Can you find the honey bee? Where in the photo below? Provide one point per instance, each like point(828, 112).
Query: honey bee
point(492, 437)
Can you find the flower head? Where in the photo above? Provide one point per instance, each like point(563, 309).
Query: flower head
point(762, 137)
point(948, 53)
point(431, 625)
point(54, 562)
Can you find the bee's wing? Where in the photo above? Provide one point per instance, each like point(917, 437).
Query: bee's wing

• • • • • • •

Goal —
Can you write out all of the items above again, requests included, shifting every point coordinate in the answers up by 79? Leave the numbers in the requests and their sample formats unchanged.

Solution to the problem —
Can you find the honey bee? Where in the photo below? Provide one point per instance, each like point(828, 112).
Query: honey bee
point(571, 516)
Can you find the flower head? Where in the photo above? Provide one point per instance, each like point(563, 309).
Query: flower head
point(841, 216)
point(1027, 132)
point(510, 704)
point(133, 641)
Can you find the bee's wing? Where in the photo above? Provide one point per instance, each like point(917, 437).
Query: bee's wing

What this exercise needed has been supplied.